The problem:
The records are to be copied word for word, and the pictures dropped.

┄┄┄┄┄┄┄┄┄┄

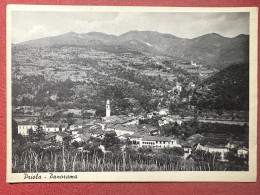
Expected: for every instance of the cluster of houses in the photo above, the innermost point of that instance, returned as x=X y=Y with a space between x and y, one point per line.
x=128 y=127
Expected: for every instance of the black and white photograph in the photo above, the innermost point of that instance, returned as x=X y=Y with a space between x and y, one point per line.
x=143 y=94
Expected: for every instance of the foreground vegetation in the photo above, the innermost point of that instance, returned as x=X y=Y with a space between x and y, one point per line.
x=31 y=158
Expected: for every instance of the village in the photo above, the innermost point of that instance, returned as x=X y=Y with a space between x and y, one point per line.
x=116 y=100
x=127 y=128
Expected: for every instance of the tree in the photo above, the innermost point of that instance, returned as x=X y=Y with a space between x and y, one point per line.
x=30 y=133
x=60 y=128
x=14 y=129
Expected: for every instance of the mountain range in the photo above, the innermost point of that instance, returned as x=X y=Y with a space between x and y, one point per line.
x=211 y=49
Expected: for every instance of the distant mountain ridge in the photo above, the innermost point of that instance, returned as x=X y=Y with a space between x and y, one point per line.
x=211 y=49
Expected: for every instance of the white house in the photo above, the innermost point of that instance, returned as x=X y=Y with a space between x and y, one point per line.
x=24 y=126
x=158 y=142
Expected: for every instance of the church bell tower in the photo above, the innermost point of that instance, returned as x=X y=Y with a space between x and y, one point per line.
x=108 y=111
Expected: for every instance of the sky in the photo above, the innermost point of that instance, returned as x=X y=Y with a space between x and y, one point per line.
x=31 y=25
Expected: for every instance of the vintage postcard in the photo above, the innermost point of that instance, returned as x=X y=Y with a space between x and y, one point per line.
x=131 y=94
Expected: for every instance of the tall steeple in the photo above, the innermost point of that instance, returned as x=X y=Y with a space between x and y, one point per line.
x=108 y=111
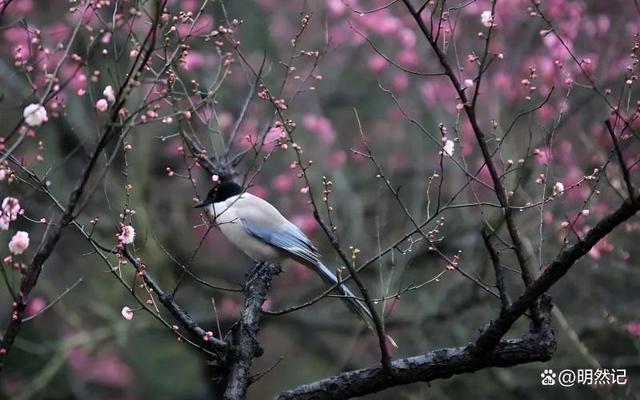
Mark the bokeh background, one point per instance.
(83, 348)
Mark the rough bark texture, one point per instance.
(245, 346)
(438, 364)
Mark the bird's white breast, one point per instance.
(227, 214)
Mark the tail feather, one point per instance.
(356, 305)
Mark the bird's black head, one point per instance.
(220, 192)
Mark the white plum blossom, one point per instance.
(558, 188)
(127, 235)
(449, 147)
(109, 94)
(486, 18)
(34, 115)
(9, 212)
(127, 313)
(19, 242)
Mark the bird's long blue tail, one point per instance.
(356, 305)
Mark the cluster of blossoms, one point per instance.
(126, 236)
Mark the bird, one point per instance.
(258, 229)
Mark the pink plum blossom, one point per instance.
(102, 105)
(19, 242)
(127, 235)
(34, 115)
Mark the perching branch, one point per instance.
(245, 333)
(437, 364)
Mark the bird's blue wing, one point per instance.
(288, 238)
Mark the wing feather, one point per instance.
(287, 237)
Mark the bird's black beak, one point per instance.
(203, 203)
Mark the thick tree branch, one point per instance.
(437, 364)
(245, 343)
(556, 270)
(488, 351)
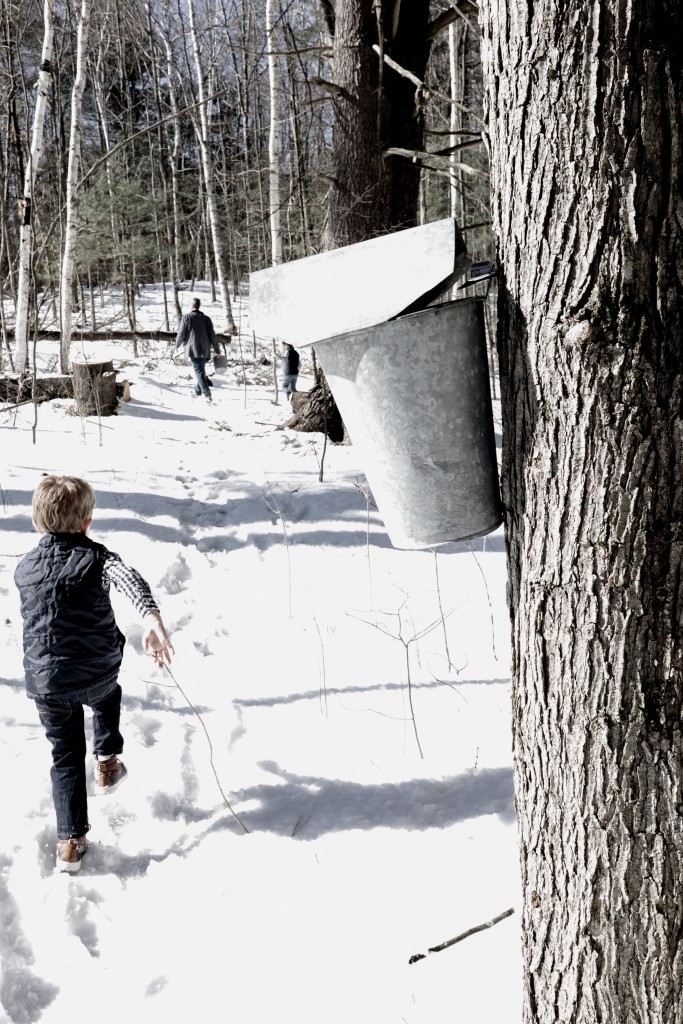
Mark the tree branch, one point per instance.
(463, 935)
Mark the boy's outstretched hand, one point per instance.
(156, 640)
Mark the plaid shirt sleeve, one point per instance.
(128, 582)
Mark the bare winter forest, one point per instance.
(151, 140)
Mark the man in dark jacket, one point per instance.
(197, 334)
(290, 363)
(73, 649)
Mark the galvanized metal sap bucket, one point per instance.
(415, 396)
(411, 380)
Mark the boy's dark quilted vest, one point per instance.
(71, 640)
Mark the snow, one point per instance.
(295, 624)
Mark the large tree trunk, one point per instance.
(586, 123)
(375, 109)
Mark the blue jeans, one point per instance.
(202, 385)
(61, 717)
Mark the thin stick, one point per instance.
(491, 609)
(464, 935)
(206, 733)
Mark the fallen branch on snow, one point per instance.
(465, 935)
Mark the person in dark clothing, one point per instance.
(290, 366)
(73, 649)
(197, 334)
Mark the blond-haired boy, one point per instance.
(73, 648)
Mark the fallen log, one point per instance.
(17, 391)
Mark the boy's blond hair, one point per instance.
(61, 505)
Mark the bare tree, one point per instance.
(585, 115)
(71, 227)
(207, 165)
(273, 133)
(32, 170)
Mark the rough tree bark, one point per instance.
(375, 109)
(585, 112)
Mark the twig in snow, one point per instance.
(206, 733)
(465, 935)
(491, 610)
(366, 494)
(440, 608)
(407, 648)
(324, 684)
(274, 508)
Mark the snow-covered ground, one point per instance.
(287, 712)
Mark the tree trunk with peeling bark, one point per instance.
(32, 170)
(585, 114)
(204, 140)
(71, 227)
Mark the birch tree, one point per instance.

┄┄┄┄┄┄┄┄┄┄

Reply:
Expected: for every instance of the cluster of houses in the photo above, the innermost point of that instance, returned as x=X y=Y with a space between x and y, one point per line.
x=128 y=127
Expected: for every instance of the black and white photograph in the photo above, the innermost point of that instance, returned as x=X y=Y with a space between x and y, one point per line.
x=143 y=94
Expected: for every instance of the foreground vegetation in the photo above, the innermost point of that instance, returned as x=X y=Y with a space between x and y, one point per line.
x=31 y=158
Expected: for every instance of the village in the photo above, the innermost point of that instance, returned as x=X y=Y with a space between x and y, one point per line.
x=116 y=100
x=127 y=128
Expected: for every instance of the tree in the photo above, the innermost point of that instance, returned as x=X y=Y with a space between x and y, one point per line.
x=30 y=133
x=60 y=128
x=14 y=129
Expected: for every instance of the mountain range in the photo above, the innermost point of that instance, returned as x=X y=Y with a space between x and y, one point per line.
x=211 y=49
Expected: for every instance of the distant mountain ridge in the photo above, the innermost point of that instance, returned as x=X y=Y with a space between x and y, one point per line.
x=211 y=49
Expected: for every instance of the white house in the photo above, the innermost point of that instance, returned as x=X y=Y with a space between x and y, one point per line.
x=24 y=126
x=158 y=142
Expected: for every instance of the church bell tower in the photo above, the innermost point of that instance, returned as x=X y=Y with a space between x and y, one point per line.
x=108 y=111
Expected: for every instance of the sky in the photo above, the innermost point of that instance, returned as x=X y=Y with a space between x and y, one point per line.
x=31 y=25
Expected: for every instance of the vintage postcard in the photo above, the innermost point of that instance, returned as x=X y=Y with a space between x and y, one point per line.
x=131 y=94
Expected: for every instance of the tall steeple in the photo above, the innermost point of that instance, returned as x=X y=Y with a space between x and y, one point per line.
x=108 y=111
Mark the bokeh background, one point per instance.
(83, 348)
Mark the rough bark texture, one point per instance.
(245, 346)
(438, 364)
Mark the bird's white breast, one point per instance.
(227, 214)
Mark the tail feather, one point per instance.
(356, 305)
Mark the bird's black head, one point per instance.
(220, 192)
Mark the white plum blossom, one point per instance.
(558, 188)
(127, 235)
(449, 147)
(109, 94)
(486, 18)
(34, 115)
(9, 212)
(127, 313)
(19, 242)
Mark the bird's long blue tail, one point per instance.
(356, 305)
Mark the cluster of blossoms, one point per instance.
(126, 236)
Mark the bird, one point per instance.
(258, 229)
Mark the pink plum blossom, one point per instance.
(102, 105)
(19, 242)
(127, 235)
(34, 115)
Mark the perching branch, one point per instance.
(245, 333)
(437, 364)
Mark the bird's blue wing, one point per instance.
(288, 238)
Mark the wing feather, one point per instance.
(287, 237)
Mark the bird's black beak, one point per instance.
(203, 203)
Mark the thick tree branch, one point per instance.
(437, 364)
(245, 343)
(556, 270)
(488, 351)
Mark the tree branch, one point per instance.
(463, 935)
Mark the boy's outstretched hand, one point per instance.
(156, 640)
Mark the plaid shirt sleeve, one point per instance.
(128, 582)
Mark the bare winter forest, one point per instance.
(151, 140)
Mark the man in dark jacket, one point per instance.
(197, 334)
(290, 363)
(73, 649)
Mark the galvanized metal sap bucket, one point per instance.
(415, 396)
(411, 380)
Mark the boy's dark quilted vest, one point per instance.
(71, 640)
Mark the snow, one point per instance.
(295, 624)
Mark the large tree trunk, one point per instance.
(586, 123)
(375, 109)
Mark the blue jeans, one point per instance.
(202, 385)
(61, 717)
Mark the thin stick, one point per instance.
(491, 609)
(464, 935)
(206, 733)
Mark the fallen branch on snow, one point per instance.
(465, 935)
Mark the person in dark clothing, one point per instance.
(290, 366)
(73, 649)
(197, 334)
Mark the blond-haired boy, one point per instance.
(73, 648)
Mark the fallen log, one point per instance.
(17, 391)
Mark the boy's blond hair, one point per instance.
(61, 505)
Mark the bare tree, one point per instance.
(585, 115)
(71, 227)
(207, 165)
(273, 133)
(32, 170)
Mark the rough tree bark, one point per instance.
(375, 109)
(585, 112)
Mark the twig in snow, one point per instance.
(206, 733)
(465, 935)
(491, 610)
(366, 494)
(440, 608)
(407, 648)
(324, 684)
(274, 508)
Mark the snow-covered ground, one point per instance.
(287, 712)
Mark the tree trunk with peeling bark, one point per instance.
(32, 170)
(585, 114)
(204, 140)
(71, 227)
Mark the birch tree, one point per instance.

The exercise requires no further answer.